* [Exercise directions] Extend the biography of Aidan Crawley below, picking up directly after its final sentence.

* [Document extract]
---+---
Aidan Merivale Crawley  (10 April 1908 – 3 November 1993) was a British journalist, television executive and editor, and politician. He was a member of both of Britain's major political parties: the Labour Party and Conservative Party, and was elected to the House of Commons as a Labour MP from 1945 to 1951, and as a Conservative MP from 1962 to 1967.

Education
Crawley was educated at Harrow School and Trinity College, Oxford. He played cricket for both Harrow and for Oxford University Cricket Club. He scored 87 in the 1926 Eton v Harrow match at Lord's, an innings which Wisden described as "widely regarded as the best innings in the match for many year", and he was described in the same publication as a "beautiful player". In 1928 he set a new record for runs scored in a season for Oxford with 1,137 runs scored, and in 1929 scored 204 against Northamptonshire.

Life and career
Crawley had a varied career, playing first-class cricket, serving in the armed forces, acting as a Member of Parliament for two political parties, making documentary films and serving as the first chairman of London Weekend Television.

Cricket career

Crawley made his first-class cricket debut in May 1927, playing for Oxford University against Harlequins. Later the same year he made his County Championship debut for Kent County Cricket Club against Worcestershire as an amateur cricketer. The bulk of Crawley's first-class cricket career was in the late 1920s and early 1930s. He made at least ten first-class appearances in each year between 1927 and 1932 and made a total of 87 first-class appearances, the majority during this period. He played a total of 39 times for Oxford and 33 for Kent as well as eight times for Marylebone Cricket Club (MCC) as well as making a few appearances for other teams such as the Free Foresters.

He played only six more first-class matches after the end of the 1932 season, four of which took place after the Second World War whilst he was a sitting MP. He also made four Minor Counties Championship appearances for Buckinghamshire in 1948 and was president of MCC in 1972-73 and the chairman of the National Cricket Association for seven years, during which time he was one of the driving forces behind the establishment of the National Village Cricket Championship.
---+---
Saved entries
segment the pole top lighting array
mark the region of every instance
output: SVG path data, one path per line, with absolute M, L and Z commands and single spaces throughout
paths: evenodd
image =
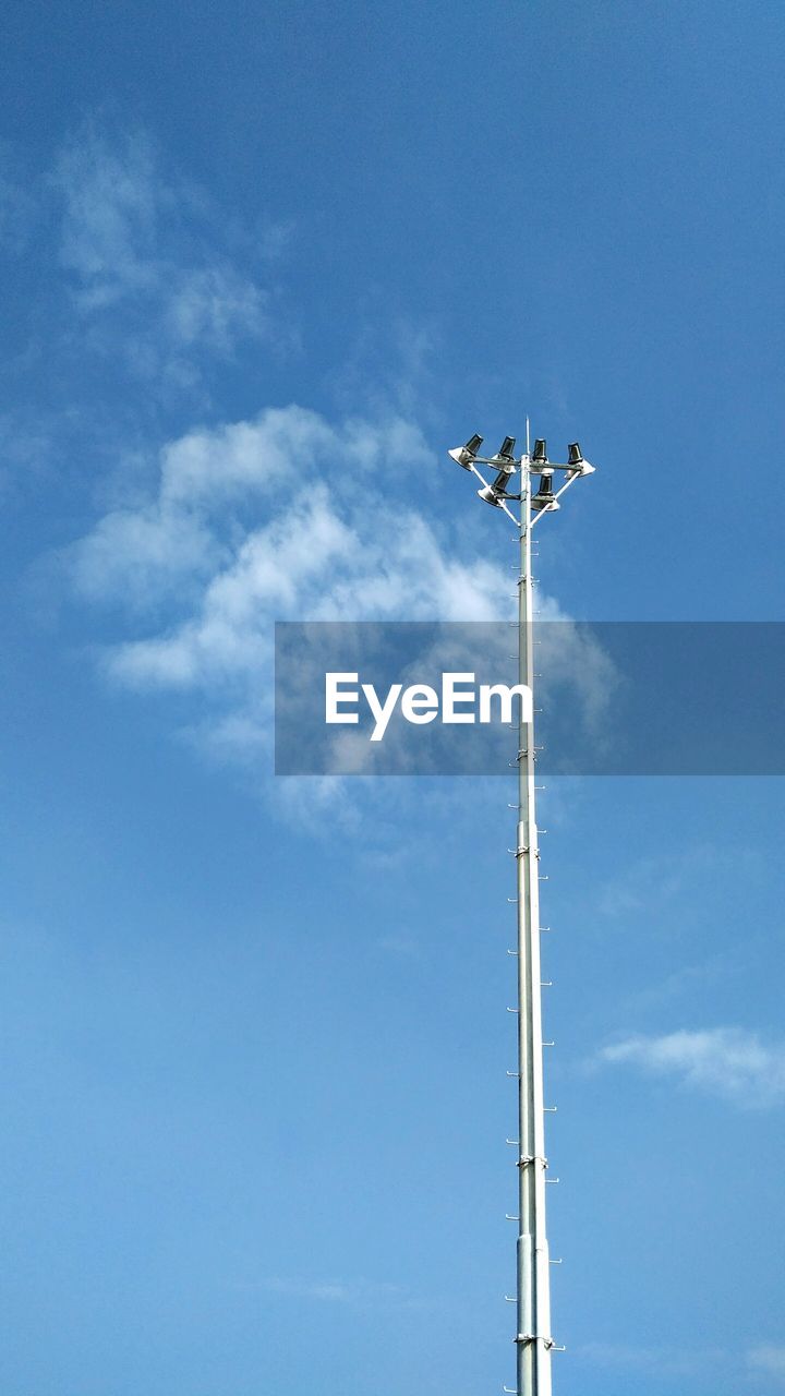
M 504 514 L 507 514 L 518 528 L 524 528 L 527 522 L 531 528 L 539 514 L 553 512 L 560 508 L 559 498 L 564 494 L 564 490 L 570 487 L 573 480 L 577 480 L 582 475 L 594 475 L 595 470 L 595 466 L 585 459 L 577 441 L 571 441 L 567 447 L 566 462 L 549 461 L 548 444 L 543 438 L 538 438 L 534 444 L 534 451 L 529 452 L 528 429 L 527 451 L 524 451 L 520 456 L 515 456 L 514 454 L 515 437 L 504 437 L 496 455 L 479 455 L 482 441 L 483 438 L 475 434 L 469 437 L 465 445 L 457 445 L 447 454 L 464 470 L 469 470 L 472 475 L 476 475 L 482 486 L 478 490 L 479 498 L 486 504 L 493 505 L 494 510 L 504 510 Z M 496 470 L 496 477 L 490 483 L 478 469 L 479 465 L 490 465 Z M 517 470 L 521 472 L 521 480 L 527 482 L 527 489 L 521 489 L 518 493 L 514 493 L 511 486 Z M 562 472 L 564 476 L 564 483 L 557 490 L 553 489 L 555 470 Z M 535 493 L 531 493 L 529 484 L 529 477 L 532 475 L 539 475 L 539 484 Z M 531 501 L 534 518 L 529 521 L 525 518 L 517 519 L 508 508 L 507 501 L 524 503 L 527 498 Z

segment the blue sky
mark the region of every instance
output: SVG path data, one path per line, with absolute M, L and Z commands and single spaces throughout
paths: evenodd
M 566 613 L 781 617 L 781 7 L 6 31 L 0 1385 L 499 1390 L 511 796 L 274 780 L 271 625 L 503 616 L 525 413 Z M 784 799 L 546 792 L 564 1396 L 785 1390 Z

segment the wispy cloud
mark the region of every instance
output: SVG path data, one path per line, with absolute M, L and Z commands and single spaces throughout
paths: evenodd
M 334 426 L 298 406 L 169 443 L 154 493 L 66 553 L 84 599 L 120 604 L 147 630 L 109 649 L 109 674 L 198 695 L 214 750 L 258 751 L 275 620 L 497 618 L 501 567 L 453 557 L 392 484 L 367 508 L 363 476 L 394 482 L 423 465 L 433 454 L 412 423 Z
M 682 1029 L 661 1037 L 636 1034 L 609 1043 L 594 1061 L 672 1076 L 749 1108 L 777 1106 L 785 1099 L 785 1043 L 767 1044 L 740 1027 Z
M 187 383 L 200 355 L 272 339 L 270 290 L 236 264 L 204 194 L 162 170 L 145 134 L 109 138 L 87 127 L 49 183 L 63 209 L 60 261 L 89 345 L 122 353 L 140 377 Z M 253 264 L 249 240 L 244 251 Z

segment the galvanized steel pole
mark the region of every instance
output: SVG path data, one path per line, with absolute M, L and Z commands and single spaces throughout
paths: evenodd
M 532 479 L 521 462 L 521 567 L 518 577 L 518 683 L 532 694 Z M 534 712 L 518 725 L 518 1396 L 550 1396 L 550 1269 L 545 1233 L 545 1100 L 539 956 L 539 849 Z
M 518 944 L 513 952 L 518 958 L 518 1251 L 517 1251 L 517 1383 L 513 1396 L 552 1396 L 550 1354 L 550 1261 L 545 1234 L 545 1188 L 548 1159 L 545 1154 L 545 1099 L 542 1083 L 542 979 L 539 967 L 539 847 L 536 828 L 535 786 L 535 723 L 534 715 L 534 579 L 532 528 L 545 514 L 560 508 L 559 500 L 570 486 L 585 475 L 594 475 L 594 465 L 585 459 L 578 441 L 567 447 L 567 461 L 552 463 L 546 441 L 536 440 L 529 454 L 529 423 L 527 417 L 527 450 L 515 461 L 514 437 L 504 437 L 493 456 L 480 456 L 482 437 L 469 437 L 465 445 L 447 454 L 461 469 L 475 475 L 482 489 L 480 500 L 501 510 L 520 530 L 518 571 L 518 683 L 531 697 L 531 715 L 521 699 L 518 712 L 518 833 L 515 859 L 518 870 Z M 490 465 L 497 472 L 487 482 L 478 465 Z M 510 484 L 515 469 L 521 472 L 521 491 L 513 494 Z M 553 490 L 553 473 L 563 473 L 564 483 Z M 532 472 L 541 480 L 532 493 Z M 520 500 L 520 519 L 510 503 Z M 510 1141 L 513 1142 L 513 1141 Z M 563 1351 L 563 1349 L 559 1349 Z M 504 1390 L 508 1390 L 504 1386 Z

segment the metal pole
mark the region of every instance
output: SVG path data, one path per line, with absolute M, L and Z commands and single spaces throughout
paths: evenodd
M 528 443 L 527 443 L 528 447 Z M 521 567 L 518 578 L 518 683 L 534 698 L 531 575 L 532 482 L 521 462 Z M 534 702 L 532 702 L 534 706 Z M 545 1100 L 539 967 L 539 850 L 534 713 L 518 719 L 518 1396 L 550 1396 L 550 1270 L 545 1235 Z

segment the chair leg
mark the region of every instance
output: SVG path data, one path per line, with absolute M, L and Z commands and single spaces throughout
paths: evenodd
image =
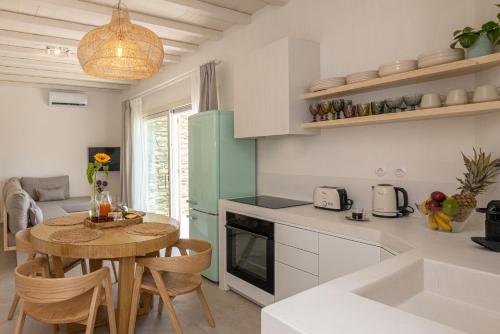
M 174 305 L 172 305 L 172 300 L 170 300 L 170 296 L 167 293 L 167 289 L 165 288 L 160 273 L 156 270 L 151 270 L 151 274 L 153 275 L 153 279 L 155 280 L 156 288 L 160 292 L 160 297 L 163 300 L 163 304 L 167 309 L 167 314 L 170 318 L 170 321 L 172 322 L 175 333 L 182 334 L 181 324 L 179 323 L 179 319 L 177 318 L 177 314 L 175 313 Z
M 104 293 L 106 294 L 106 308 L 108 310 L 108 324 L 110 334 L 116 334 L 116 317 L 115 317 L 115 305 L 113 303 L 113 291 L 111 287 L 111 277 L 108 274 L 104 281 Z
M 16 312 L 17 304 L 19 304 L 19 296 L 17 293 L 14 295 L 12 299 L 12 304 L 10 304 L 9 315 L 7 316 L 7 320 L 12 320 L 14 318 L 14 313 Z
M 203 308 L 203 312 L 205 313 L 205 318 L 207 318 L 208 324 L 210 325 L 210 327 L 214 328 L 214 317 L 212 316 L 212 312 L 210 312 L 210 307 L 208 306 L 207 299 L 205 298 L 205 294 L 203 294 L 201 286 L 196 289 L 196 294 L 198 295 L 198 299 L 200 300 L 200 304 Z
M 81 259 L 80 265 L 82 266 L 82 275 L 87 275 L 89 272 L 87 269 L 87 261 L 85 259 Z
M 118 282 L 118 271 L 116 270 L 115 261 L 111 260 L 111 268 L 113 269 L 113 275 L 115 276 L 115 283 Z
M 24 312 L 23 301 L 21 301 L 21 306 L 19 308 L 19 316 L 17 317 L 16 330 L 14 331 L 14 334 L 21 334 L 23 332 L 25 320 L 26 320 L 26 313 Z
M 87 320 L 87 329 L 85 334 L 93 334 L 95 327 L 95 319 L 97 317 L 97 309 L 99 308 L 99 299 L 101 298 L 101 285 L 99 284 L 94 288 L 94 293 L 92 294 L 92 302 L 90 303 L 89 318 Z
M 135 332 L 135 322 L 137 320 L 137 309 L 139 307 L 139 299 L 141 297 L 141 283 L 144 267 L 137 265 L 134 277 L 134 287 L 132 288 L 132 308 L 130 309 L 130 319 L 128 322 L 128 334 Z

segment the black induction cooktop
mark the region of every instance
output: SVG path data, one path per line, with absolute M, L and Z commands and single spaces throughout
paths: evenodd
M 260 207 L 268 208 L 268 209 L 282 209 L 282 208 L 289 208 L 292 206 L 311 204 L 310 202 L 303 202 L 303 201 L 297 201 L 294 199 L 273 197 L 273 196 L 254 196 L 254 197 L 234 198 L 234 199 L 230 199 L 230 201 L 248 204 L 248 205 L 260 206 Z

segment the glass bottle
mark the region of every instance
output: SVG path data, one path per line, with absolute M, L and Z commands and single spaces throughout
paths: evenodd
M 111 196 L 109 191 L 101 193 L 101 200 L 99 202 L 99 216 L 106 218 L 108 213 L 111 212 Z

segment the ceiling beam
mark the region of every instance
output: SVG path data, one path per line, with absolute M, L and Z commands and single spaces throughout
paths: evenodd
M 36 16 L 35 16 L 36 17 Z M 42 18 L 42 20 L 32 20 L 33 16 L 27 14 L 19 14 L 8 11 L 0 10 L 0 18 L 4 18 L 6 20 L 19 20 L 21 22 L 32 23 L 37 25 L 44 25 L 56 28 L 66 27 L 65 25 L 61 26 L 61 21 L 55 19 Z M 59 22 L 58 22 L 59 21 Z M 65 21 L 62 21 L 65 22 Z M 68 26 L 68 30 L 72 30 L 75 26 Z M 82 33 L 88 32 L 89 30 L 94 29 L 96 26 L 87 25 L 87 24 L 78 24 L 77 31 Z M 45 45 L 55 45 L 55 46 L 64 46 L 68 48 L 77 48 L 79 40 L 64 38 L 64 37 L 56 37 L 56 36 L 46 36 L 46 35 L 38 35 L 21 31 L 12 31 L 0 29 L 0 37 L 5 37 L 13 40 L 23 40 L 29 42 L 35 42 Z M 168 50 L 180 51 L 180 52 L 196 52 L 198 51 L 198 45 L 192 43 L 186 43 L 181 41 L 175 41 L 167 38 L 161 38 L 164 49 L 168 52 Z
M 36 76 L 1 74 L 1 73 L 0 73 L 0 81 L 61 85 L 61 86 L 71 86 L 71 87 L 102 88 L 102 89 L 112 89 L 112 90 L 124 90 L 129 88 L 129 85 L 121 85 L 108 82 L 44 78 Z
M 272 6 L 284 6 L 288 3 L 289 0 L 262 0 L 262 1 Z
M 58 7 L 69 8 L 72 10 L 80 10 L 89 12 L 92 14 L 102 14 L 107 15 L 111 18 L 112 6 L 104 6 L 89 2 L 82 2 L 78 0 L 28 0 L 31 2 L 36 2 L 38 4 L 52 4 Z M 166 18 L 160 18 L 156 16 L 146 15 L 139 12 L 129 11 L 130 18 L 137 23 L 151 24 L 171 30 L 176 30 L 181 33 L 192 35 L 200 38 L 207 39 L 220 39 L 222 38 L 222 32 L 210 29 L 206 27 L 201 27 L 189 23 L 183 23 L 175 20 L 170 20 Z M 106 22 L 108 23 L 108 22 Z
M 233 9 L 212 5 L 211 3 L 200 0 L 163 0 L 178 7 L 189 10 L 194 13 L 213 17 L 222 21 L 249 24 L 252 22 L 252 16 L 246 13 L 238 12 Z
M 22 58 L 22 56 L 26 54 L 35 55 L 38 59 L 44 59 L 46 61 L 79 64 L 78 58 L 76 56 L 53 56 L 47 54 L 45 50 L 41 48 L 0 44 L 0 55 L 20 56 Z M 181 57 L 177 55 L 165 54 L 163 61 L 168 63 L 179 63 L 181 61 Z
M 0 66 L 0 74 L 21 75 L 28 77 L 40 77 L 40 78 L 52 78 L 52 79 L 67 79 L 67 80 L 78 80 L 78 81 L 92 81 L 92 82 L 103 82 L 103 83 L 106 82 L 121 86 L 128 86 L 133 83 L 133 81 L 115 81 L 115 80 L 99 79 L 87 75 L 85 73 L 69 73 L 69 72 L 24 68 L 24 67 Z

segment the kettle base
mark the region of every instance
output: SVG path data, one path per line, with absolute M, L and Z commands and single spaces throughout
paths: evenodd
M 488 248 L 489 250 L 492 250 L 494 252 L 500 252 L 499 241 L 487 240 L 484 237 L 472 237 L 471 240 L 485 248 Z

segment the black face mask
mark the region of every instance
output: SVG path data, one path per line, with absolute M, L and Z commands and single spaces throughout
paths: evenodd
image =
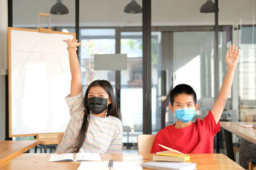
M 87 98 L 86 106 L 93 113 L 99 114 L 108 108 L 108 99 L 98 97 Z

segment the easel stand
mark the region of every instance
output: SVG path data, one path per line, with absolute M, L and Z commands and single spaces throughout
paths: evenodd
M 40 149 L 40 152 L 42 153 L 44 148 L 44 153 L 47 152 L 47 148 L 50 148 L 50 152 L 52 153 L 52 148 L 57 146 L 57 136 L 60 133 L 52 134 L 40 134 L 35 136 L 35 140 L 38 140 L 40 145 L 38 146 Z M 37 146 L 35 148 L 35 153 L 36 153 Z

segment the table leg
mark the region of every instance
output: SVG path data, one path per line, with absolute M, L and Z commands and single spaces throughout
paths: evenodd
M 220 133 L 221 131 L 218 132 L 216 135 L 216 153 L 220 153 Z
M 47 147 L 45 145 L 44 145 L 44 153 L 47 153 Z
M 37 145 L 35 146 L 35 153 L 36 153 L 37 151 Z
M 232 133 L 224 129 L 224 134 L 227 156 L 236 162 L 235 157 L 234 155 Z

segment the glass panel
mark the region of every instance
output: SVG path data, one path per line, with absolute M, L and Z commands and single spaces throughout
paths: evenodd
M 226 48 L 230 44 L 227 32 L 230 29 L 223 27 L 220 29 L 218 82 L 221 85 L 226 72 Z M 208 114 L 214 102 L 214 32 L 165 31 L 152 32 L 152 133 L 155 134 L 176 122 L 168 107 L 168 94 L 178 84 L 188 84 L 195 90 L 200 104 L 196 118 L 202 119 Z M 170 48 L 172 46 L 173 48 Z M 224 115 L 230 115 L 230 105 L 228 99 Z
M 79 58 L 84 90 L 97 79 L 108 80 L 116 90 L 124 125 L 123 152 L 131 152 L 125 150 L 129 148 L 137 152 L 136 137 L 142 133 L 142 34 L 133 32 L 131 27 L 140 30 L 142 13 L 125 13 L 124 8 L 130 3 L 80 1 L 79 33 L 83 44 Z M 142 6 L 141 0 L 136 3 Z M 94 70 L 93 55 L 106 53 L 126 53 L 127 69 Z
M 81 29 L 80 39 L 82 45 L 79 59 L 84 92 L 89 84 L 95 80 L 106 80 L 115 88 L 115 71 L 94 70 L 93 65 L 95 54 L 115 53 L 115 31 L 113 29 Z
M 242 26 L 238 73 L 241 121 L 256 121 L 255 31 L 253 26 Z

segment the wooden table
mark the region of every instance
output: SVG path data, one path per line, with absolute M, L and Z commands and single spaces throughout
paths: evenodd
M 224 129 L 227 154 L 234 160 L 232 133 L 256 144 L 256 129 L 252 127 L 244 127 L 241 125 L 256 124 L 256 122 L 220 122 L 220 125 Z
M 2 165 L 0 169 L 77 169 L 81 162 L 49 162 L 53 153 L 24 153 Z M 100 153 L 102 160 L 135 161 L 145 162 L 152 160 L 154 154 Z M 244 169 L 239 165 L 221 153 L 188 154 L 191 162 L 196 163 L 197 169 Z
M 38 144 L 37 140 L 0 141 L 0 164 L 17 157 Z

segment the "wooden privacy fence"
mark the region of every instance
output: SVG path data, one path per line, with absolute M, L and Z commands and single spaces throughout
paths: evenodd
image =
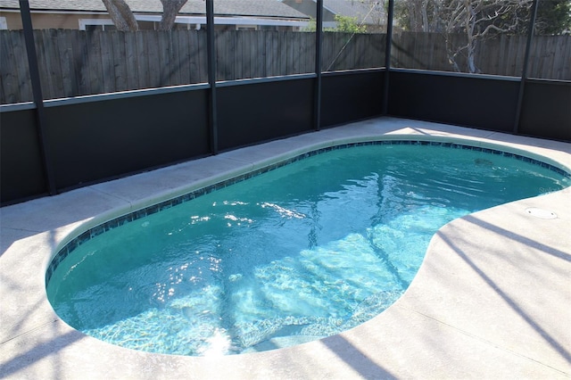
M 34 36 L 46 99 L 208 81 L 204 30 L 42 29 Z M 384 34 L 324 33 L 322 70 L 383 67 L 385 39 Z M 216 31 L 215 44 L 217 80 L 315 71 L 314 33 Z M 485 74 L 520 76 L 525 48 L 525 37 L 486 40 L 478 46 L 476 65 Z M 0 31 L 0 103 L 30 101 L 23 32 Z M 537 37 L 533 52 L 532 77 L 571 80 L 571 37 Z M 452 70 L 438 34 L 395 34 L 392 62 Z
M 466 45 L 465 35 L 448 36 L 452 49 Z M 527 37 L 501 35 L 479 41 L 476 66 L 483 74 L 521 77 Z M 466 52 L 456 62 L 467 70 Z M 393 37 L 393 67 L 450 71 L 444 36 L 439 33 L 399 33 Z M 571 80 L 571 36 L 534 36 L 531 46 L 529 78 Z

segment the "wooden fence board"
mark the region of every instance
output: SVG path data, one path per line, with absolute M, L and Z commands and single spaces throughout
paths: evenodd
M 313 72 L 315 34 L 276 30 L 215 32 L 217 80 Z M 46 99 L 207 81 L 205 30 L 161 32 L 36 30 L 41 85 Z M 465 37 L 451 36 L 457 46 Z M 476 65 L 483 73 L 519 76 L 526 38 L 500 36 L 482 41 Z M 383 67 L 385 35 L 326 32 L 323 70 Z M 23 32 L 0 31 L 0 101 L 31 100 Z M 393 35 L 394 67 L 453 70 L 437 33 Z M 466 70 L 466 53 L 458 64 Z M 536 36 L 529 76 L 571 80 L 571 37 Z

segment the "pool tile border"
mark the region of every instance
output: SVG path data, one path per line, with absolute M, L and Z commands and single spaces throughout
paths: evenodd
M 452 148 L 452 149 L 470 150 L 474 152 L 482 152 L 489 154 L 501 155 L 504 157 L 514 158 L 516 160 L 523 161 L 525 162 L 528 162 L 533 165 L 538 165 L 538 166 L 541 166 L 542 168 L 545 168 L 550 170 L 555 171 L 556 173 L 563 177 L 571 178 L 571 173 L 566 170 L 563 170 L 560 168 L 558 168 L 557 166 L 551 165 L 550 163 L 544 162 L 540 160 L 523 156 L 517 153 L 504 152 L 501 150 L 484 148 L 481 146 L 474 146 L 474 145 L 466 145 L 466 144 L 439 142 L 439 141 L 426 141 L 426 140 L 375 140 L 375 141 L 340 144 L 340 145 L 328 146 L 325 148 L 315 149 L 315 150 L 307 152 L 305 153 L 296 155 L 290 159 L 286 159 L 279 162 L 276 162 L 274 164 L 268 165 L 263 168 L 260 168 L 251 172 L 242 174 L 237 177 L 234 177 L 232 178 L 228 178 L 224 181 L 220 181 L 204 187 L 198 188 L 196 190 L 186 193 L 183 195 L 179 195 L 178 197 L 170 199 L 168 201 L 164 201 L 164 202 L 153 204 L 152 206 L 148 206 L 148 207 L 129 212 L 126 215 L 122 215 L 120 217 L 112 219 L 104 223 L 97 225 L 92 228 L 89 228 L 87 231 L 80 234 L 79 235 L 78 235 L 77 237 L 71 239 L 68 244 L 66 244 L 63 246 L 63 248 L 62 248 L 54 256 L 46 272 L 46 285 L 47 286 L 47 284 L 52 278 L 52 276 L 54 275 L 54 272 L 55 271 L 57 267 L 60 265 L 60 263 L 62 263 L 62 261 L 63 261 L 70 255 L 70 253 L 75 251 L 79 245 L 83 244 L 84 243 L 91 240 L 92 238 L 106 231 L 116 228 L 126 223 L 147 217 L 149 215 L 155 214 L 159 211 L 161 211 L 166 209 L 170 209 L 173 206 L 184 203 L 186 202 L 191 201 L 194 198 L 198 198 L 202 195 L 207 194 L 213 191 L 219 190 L 221 188 L 244 181 L 246 179 L 250 179 L 261 174 L 272 171 L 276 169 L 289 165 L 293 162 L 295 162 L 309 157 L 312 157 L 312 156 L 321 154 L 327 152 L 331 152 L 331 151 L 347 149 L 347 148 L 355 147 L 355 146 L 369 146 L 369 145 L 429 145 L 429 146 L 441 146 L 444 148 Z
---+---
* [The output]
Services career
He joined the Auxiliary Air Force in 1936, and was a trained fighter pilot at start of the Second World War.  After serving on night patrols over the English Channel he was sent ostensibly as an assistant air attaché to Turkey in April 1940, cover for intelligence work in the Balkans in Yugoslavia and Bulgaria, being smuggled out of Sofia when the Germans invaded the latter country in March 1941.  Subsequently, assigned to 73 Squadron in Egypt, he was shot down in July 1941 near besieged Tobruk and was taken prisoner of war.  He remained in Germany, despite escape attempts, latterly at Stalag Luft III.

Parliamentary career
He was Labour Member of Parliament for Buckingham from 1945 to 1951, when he lost to the Conservative candidate Frank Markham, himself an ex-Labour MP. He was Under-Secretary of State for Air in Clement Attlee's Labour Government. Having left the Labour Party in 1957, in 1962, he was elected to Parliament as a Conservative, winning the by-election in West Derbyshire.  He held the seat through two general elections, before resigning in 1967 to become Chairman of London Weekend Television where he remained until 1973.

Media career
In 1955, he was the first editor-in-chief of Independent Television News and was responsible for introducing American-style newscasters to British media and pledged to transform television's attitudes to politicians. He left ITN after a row when the company tried to trim down the news operations and rejoined the BBC.

Crawley wrote several books, including biographies of Konrad Adenauer and Charles De Gaulle.

 De Gaulle: A Biography (London: Collins, 1969)
 Escape from Germany 1939-1945
 Spoils of the War: The Rise of Western Germany 1945-1972
 Patterns of Government in Africa
 Leap before you look: a memoir, 1988.

Family
Crawley was the second son of the Rev. (Arthur) Stafford Crawley, Canon of Windsor, and the former Anstice Katherine Gibbs (usually known as Nancy), sixth of the ten children of Antony and Janet Gibbs of Tyntesfield, Somerset. His paternal grandfather was George Baden Crawley (1833–1879), a successful railway contractor and his wife Inez.

Stafford Crawley was the brother-in-law of the Earl of Cavan and Crawley's mother was related to the Lords Wraxall, of Tyntesfield and the Lords Aldenham and Hunsdon. Stafford Crawley was chaplain to the Archbishop of York at Bishopthorpe and later Canon of St George's Chapel, Windsor. The Crawleys had three sons and two daughters, of whom Aidan was the middle son. A daughter Anstice, Lady Goodman (see below), was also prominent in public life.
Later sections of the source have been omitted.